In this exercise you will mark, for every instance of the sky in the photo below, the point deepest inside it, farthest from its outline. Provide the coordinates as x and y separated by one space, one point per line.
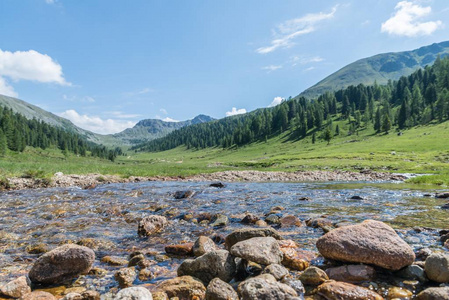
105 65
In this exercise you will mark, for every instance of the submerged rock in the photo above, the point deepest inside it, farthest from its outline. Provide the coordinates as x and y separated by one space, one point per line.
371 242
61 264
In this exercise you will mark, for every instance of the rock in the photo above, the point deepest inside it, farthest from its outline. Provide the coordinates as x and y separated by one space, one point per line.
184 287
220 290
437 267
151 224
134 293
38 295
313 276
180 249
184 194
351 273
61 264
262 250
125 277
278 271
16 288
371 242
214 264
437 293
335 290
250 219
114 260
219 220
264 287
247 233
203 245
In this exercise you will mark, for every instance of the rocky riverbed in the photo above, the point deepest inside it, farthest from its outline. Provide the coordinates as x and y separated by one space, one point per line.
203 240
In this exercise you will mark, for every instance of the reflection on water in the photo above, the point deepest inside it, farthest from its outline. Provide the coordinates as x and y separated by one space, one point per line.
108 216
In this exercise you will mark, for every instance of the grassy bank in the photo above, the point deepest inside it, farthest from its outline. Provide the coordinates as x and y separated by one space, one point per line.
419 150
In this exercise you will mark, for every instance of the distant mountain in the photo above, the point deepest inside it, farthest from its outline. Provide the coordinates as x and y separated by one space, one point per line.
150 129
380 68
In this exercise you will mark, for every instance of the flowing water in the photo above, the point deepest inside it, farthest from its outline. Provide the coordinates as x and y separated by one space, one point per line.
107 217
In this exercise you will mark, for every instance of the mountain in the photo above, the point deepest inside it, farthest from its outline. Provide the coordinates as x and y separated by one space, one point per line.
379 68
150 129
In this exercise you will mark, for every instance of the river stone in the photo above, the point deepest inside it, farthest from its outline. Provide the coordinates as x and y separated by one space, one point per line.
134 293
371 242
218 263
184 287
437 267
203 245
61 264
38 295
437 293
351 273
220 290
265 287
151 224
16 288
313 276
262 250
335 290
247 233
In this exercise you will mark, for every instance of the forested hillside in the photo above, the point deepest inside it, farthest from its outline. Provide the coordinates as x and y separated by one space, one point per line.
17 132
420 98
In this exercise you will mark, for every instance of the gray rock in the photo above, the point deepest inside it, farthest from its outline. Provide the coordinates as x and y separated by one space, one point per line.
134 293
214 264
220 290
247 233
262 250
151 224
278 271
437 267
61 264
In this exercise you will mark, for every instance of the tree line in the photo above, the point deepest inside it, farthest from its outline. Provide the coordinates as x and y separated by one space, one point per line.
421 98
17 132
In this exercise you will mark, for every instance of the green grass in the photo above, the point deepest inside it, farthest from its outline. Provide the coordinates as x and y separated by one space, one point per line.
423 150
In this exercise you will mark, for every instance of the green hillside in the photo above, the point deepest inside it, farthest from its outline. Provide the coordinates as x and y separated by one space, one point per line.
379 68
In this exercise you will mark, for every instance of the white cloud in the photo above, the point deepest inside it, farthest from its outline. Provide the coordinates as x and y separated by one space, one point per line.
234 111
6 89
285 33
95 123
407 21
276 101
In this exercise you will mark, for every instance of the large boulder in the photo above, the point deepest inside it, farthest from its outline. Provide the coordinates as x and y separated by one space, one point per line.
371 242
247 233
151 224
437 267
262 250
214 264
61 264
335 290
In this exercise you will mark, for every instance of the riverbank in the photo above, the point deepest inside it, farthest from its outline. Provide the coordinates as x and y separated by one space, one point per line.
89 181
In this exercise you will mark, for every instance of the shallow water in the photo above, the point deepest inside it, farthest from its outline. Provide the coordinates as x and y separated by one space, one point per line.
109 214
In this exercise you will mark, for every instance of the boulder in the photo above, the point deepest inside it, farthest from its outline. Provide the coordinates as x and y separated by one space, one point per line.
151 224
335 290
184 287
437 267
371 242
437 293
134 293
61 264
220 290
16 288
247 233
214 264
262 250
203 245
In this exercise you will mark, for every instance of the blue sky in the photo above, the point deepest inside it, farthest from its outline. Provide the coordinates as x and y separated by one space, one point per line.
107 64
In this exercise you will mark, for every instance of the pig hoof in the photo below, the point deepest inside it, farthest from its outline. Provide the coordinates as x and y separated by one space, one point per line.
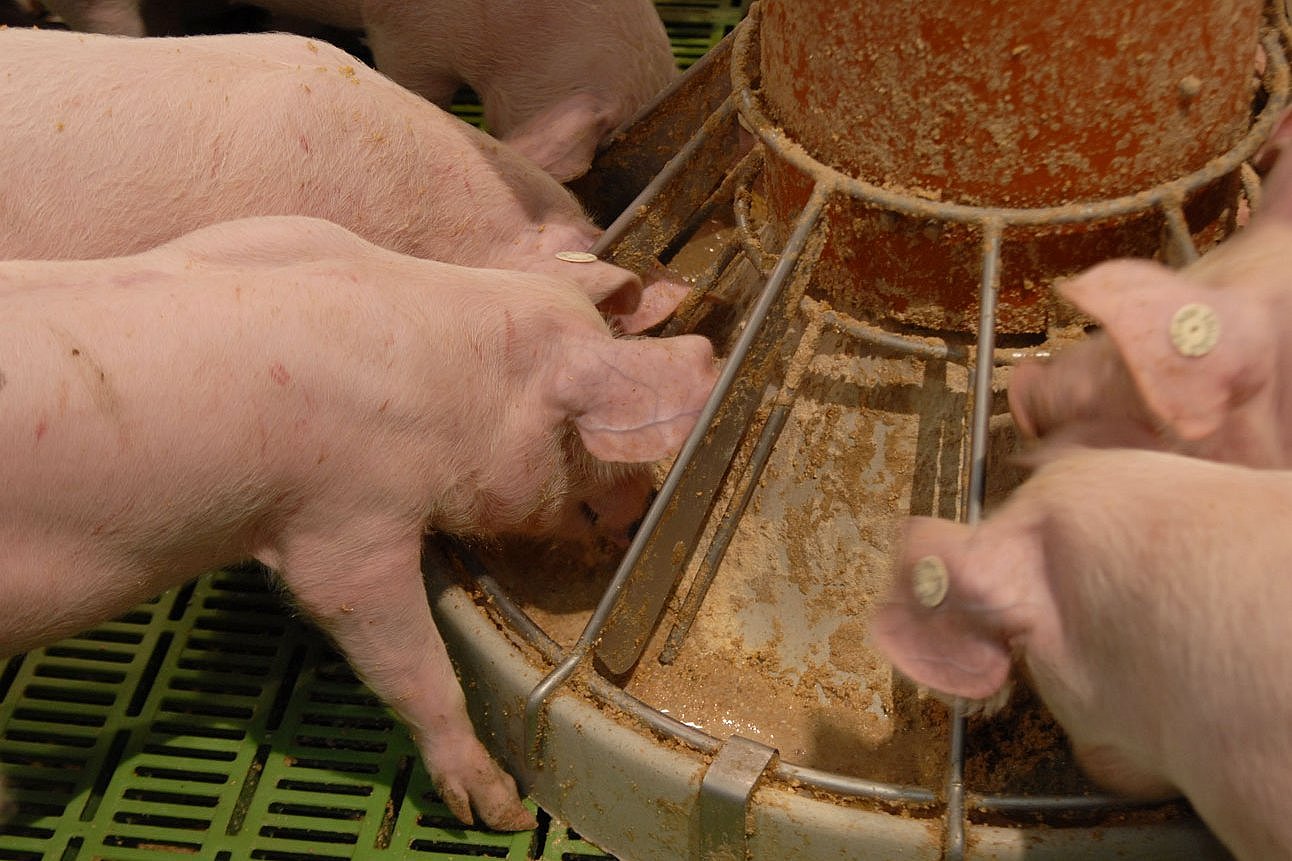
492 794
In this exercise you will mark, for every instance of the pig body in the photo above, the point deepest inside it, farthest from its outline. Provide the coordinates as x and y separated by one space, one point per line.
554 76
1146 595
116 145
281 389
1191 361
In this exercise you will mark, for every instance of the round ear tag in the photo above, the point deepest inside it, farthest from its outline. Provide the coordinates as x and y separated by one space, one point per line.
930 581
1194 330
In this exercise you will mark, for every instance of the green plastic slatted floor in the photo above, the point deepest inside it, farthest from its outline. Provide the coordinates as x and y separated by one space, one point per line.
209 724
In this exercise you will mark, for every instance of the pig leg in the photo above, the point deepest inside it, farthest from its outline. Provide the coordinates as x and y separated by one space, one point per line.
113 17
370 597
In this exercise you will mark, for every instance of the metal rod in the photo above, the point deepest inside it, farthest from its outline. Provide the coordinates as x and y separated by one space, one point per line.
1180 242
954 834
954 846
615 232
725 531
757 316
982 370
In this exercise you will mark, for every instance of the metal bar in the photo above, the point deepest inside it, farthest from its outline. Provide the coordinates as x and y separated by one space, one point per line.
724 803
656 568
594 626
615 232
725 531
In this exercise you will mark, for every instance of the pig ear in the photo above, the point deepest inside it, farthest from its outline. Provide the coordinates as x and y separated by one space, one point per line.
563 138
1178 340
948 643
635 401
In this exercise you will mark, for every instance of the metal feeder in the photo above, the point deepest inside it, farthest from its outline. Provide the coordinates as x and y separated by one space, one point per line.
644 784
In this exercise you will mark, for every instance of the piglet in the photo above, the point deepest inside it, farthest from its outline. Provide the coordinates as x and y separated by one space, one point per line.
554 76
1146 596
279 389
1195 361
116 145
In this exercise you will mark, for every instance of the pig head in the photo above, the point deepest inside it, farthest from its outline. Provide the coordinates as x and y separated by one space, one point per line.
118 145
281 389
1145 595
1190 361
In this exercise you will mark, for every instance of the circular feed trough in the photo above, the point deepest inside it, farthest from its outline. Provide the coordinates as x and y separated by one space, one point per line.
753 722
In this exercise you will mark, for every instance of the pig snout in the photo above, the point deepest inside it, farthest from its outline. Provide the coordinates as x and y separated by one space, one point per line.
937 627
1177 366
632 402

YOUR GOAL:
Repeat the records word for word. Any picture in them should be left out.

REPLY:
In this exercise you will mark, for every instance of the sky in the photo below, the point deepest inside it, farthest from its outline. Provide the coordinates as x and y separated by one space, one point per line.
105 65
In this exercise you will mark, for every instance of the submerged rock in the photo above, the point deepest inside it, farthest from its outline. Provide the coordinates as x and y separated by one space, one point per line.
371 242
61 264
In this exercise you will mark, for every instance of the rock in the photo above, the point deepest inside it, farthest from its outline. Provide the coordinates as x and y separated by one space, one point per line.
184 287
220 290
437 267
151 224
134 293
38 295
313 276
180 249
184 194
351 273
61 264
262 250
125 277
278 271
16 288
371 242
214 264
437 293
335 290
250 219
114 260
219 220
264 287
247 233
203 245
In this exercise you will mark, for every instance of the rocky riverbed in the photo above, the point deepest inside it, farthest from its outline. Provide the coordinates as x and y separated by one space, one point per line.
203 240
In this exercise you will mark, for every instance of the reflection on water in the photo above, the point deepest inside it, farthest from its outline. Provide the coordinates as x and y separated by one space, one point per line.
108 216
In this exercise you will mark, for every instance of the grassy bank in the photo above, the point deepest inside it, farthest from its outline. Provide the coordinates as x and y separated by one space, one point per line.
419 150
In this exercise you will mark, for every instance of the distant mountain in the photo above, the point deepest inside it, farthest from its outline. Provide the coordinates as x and y separated by one space, one point per line.
150 129
380 68
In this exercise you will mark, for every instance of the flowing water in the photo above, the point deepest inside it, farthest from its outline. Provide the coordinates as x and y separated by one space, one point per line.
107 217
In this exercise you will mark, for every instance of the mountain in the photo above, the point deepest inside it, farthest from its outline. Provide the coordinates as x and y separated by one space, one point per line.
379 68
150 129
In this exercise you will mark, for every instance of the river stone in the photo above, the point deepest inside it, farthest from its outline. Provide the coordinates as x and y separated by one space, one point per line.
134 293
371 242
218 263
184 287
437 267
203 245
61 264
38 295
437 293
351 273
220 290
265 287
151 224
16 288
313 276
262 250
335 290
247 233
In this exercise you will mark, for every instance of the forested hillside in the photo above, the point deepest inside it, farthest from its outline. Provide the coordinates as x and y separated by one space, one point per line.
17 132
420 98
In this exercise you will mark, for every instance of the gray rock in the photo above, the point deepest inside it, farthest from its outline. Provide the coordinates as x and y separated by one space, one point per line.
134 293
214 264
220 290
247 233
262 250
151 224
278 271
437 267
61 264
In this exercise you will mark, for every instance of the tree line in the photo above, the point deepest inside it, farthest from its outline. Provide the coordinates as x and y separated by one space, one point per line.
421 98
17 132
In this exercise you will mark, for every instance of the green grass in the photo above, the point deepest inside it, farthest from its outline. Provide the coordinates as x and y separated by one space, one point per line.
423 150
In this exercise you will mark, for every instance of the green hillside in the photo above, the point deepest inside it, farthest from its outline. Provide the coordinates as x and y separated by one space, one point per line.
379 68
In this exercise you will mark, for every instance of the white cloud in the photo above, the point deepest inside it, farthest from its outline. Provide the coordinates as x and y separated by one space, one point per line.
234 111
6 89
285 33
95 123
407 21
276 101
In this exercise you will mark, for every instance of the large boulder in the photo above, the point deepest inside it, farthest from its outline. Provide the coordinates as x and y separated by one space, one point per line.
371 242
247 233
151 224
437 267
262 250
214 264
61 264
335 290
In this exercise you will mark, for every instance of the riverbank in the photo above, the point deepest inside it, farthest from its outline. Provide the coordinates as x and y separated by one space, one point per line.
89 181
In this exercise you will mark, for every instance of the shallow water in the photo above, the point deepest inside it, farthest from its outline. Provide the coordinates as x and y separated by one space, one point per line.
109 214
In this exercise you will mark, for every instance of the boulder in the photo above, the point deepest inside it, farthest from its outline. Provide the coordinates as x and y separated by one space, one point per line.
151 224
335 290
184 287
437 267
371 242
437 293
134 293
61 264
220 290
16 288
247 233
214 264
262 250
203 245
In this exercise you will mark, for every instance of the blue sky in the photo above, the point deepest inside it, farthest from its outline. Provide the coordinates as x and y separated by one space, one point per line.
107 64
In this exercise you will mark, for every instance of the pig hoof in the photo below, the point deepest inside it, farthest from its outline. Provide the coordinates as x and y separated by one space, one point per line.
492 794
In this exercise you will mark, for every instance of the pig body in the photo above, the point deepest inside it, farthest from its outline. Provide the coordinates as x and y separated by one space, one point per line.
554 76
1146 595
116 145
281 389
1191 361
In this exercise you will mark, for every instance of the round ear tag in the photo above, the point deepest inside it, farthest from its outline. Provide the coordinates as x and y separated by one space, one point per line.
930 581
1194 330
In this exercise you will mark, for every instance of the green plastic slatted floor in the photo above, the point deepest inside it, farthest from its outline. Provide the coordinates as x and y separated by one space, one point per line.
209 724
In this exercise you will mark, for every instance of the pig leg in the photo above, the point deepest inside it, farthest from its outline. Provide the coordinates as x and y separated by one space, one point per line.
113 17
370 597
In this exercise you will mark, for every instance of the metal rod in the photo above, the point deepest inside it, farthest from its outline. Provide the coordinates as x and y separated by one space, one point per line.
1180 242
954 834
954 846
615 232
725 531
757 316
982 370
In this exercise you will mark, for every instance of the metal bar in the photo above, the point deepest inside it, farthest from its outline. Provide the coordinates as x and y separated by one space, one point per line.
724 803
656 568
594 626
615 232
725 531
In this exercise you will mark, for every instance of the pig ear in the photo above, the point deepest inside it, farthest from its outline. Provide the coordinates as x and y separated by one space, one point per line.
563 138
1178 340
948 643
635 401
In this exercise you will mark, for every instance of the metal feeder in the photo above, the point deepest inside it, farthest from its outline. Provide the coordinates as x and y separated by one space, one point per line.
644 784
In this exercise you will mark, for every instance of the piglet in the photo above, the point deepest inside it, farthest from its outline. Provide the coordinates as x and y separated by one space, one point per line.
554 76
1146 596
279 389
1195 361
116 145
In this exercise you will mark, for every instance of the pig head in the photo above, the point deepest inside it, farthest from its outline. Provide the coordinates as x and y separated by one space, one point per line.
118 145
281 389
1145 595
1190 361
In this exercise you will mark, for every instance of the circular feed trough in the photo above, the point deepest inside it, farthest from its outline. Provide the coordinates as x and y separated by one space, one point per line.
753 722
In this exercise you will mark, for every instance of the pig snout in the photo above, the point deepest inside it, farthest from its outline. Provide the coordinates as x and y separated by one space, one point per line.
937 627
1177 366
632 402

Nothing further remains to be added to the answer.